+++ DATA FOR REVIEW +++
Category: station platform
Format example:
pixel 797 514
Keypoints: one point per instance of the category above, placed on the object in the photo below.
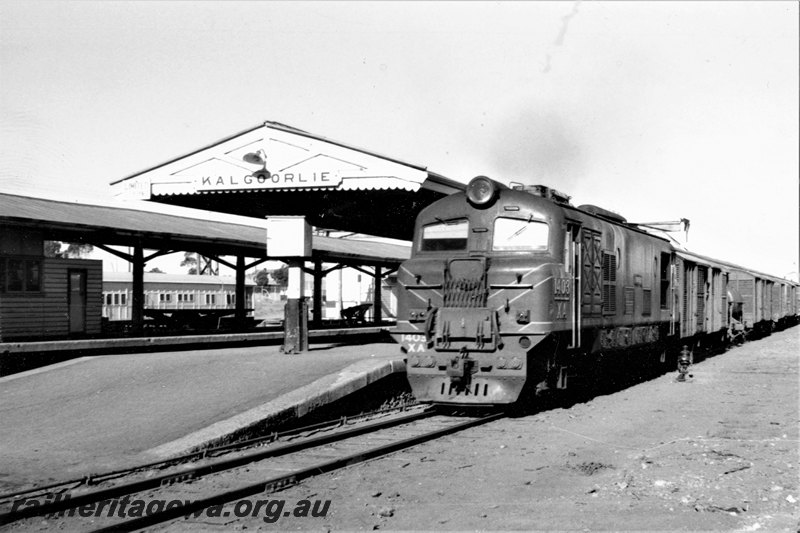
pixel 100 413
+++
Output only the lines that run from the line containing "Keypoints: one point" to the last line of the data, exactly as they stand and without pictures.

Keypoints: one point per instance of the category above, placed on the object in the photo below.
pixel 100 413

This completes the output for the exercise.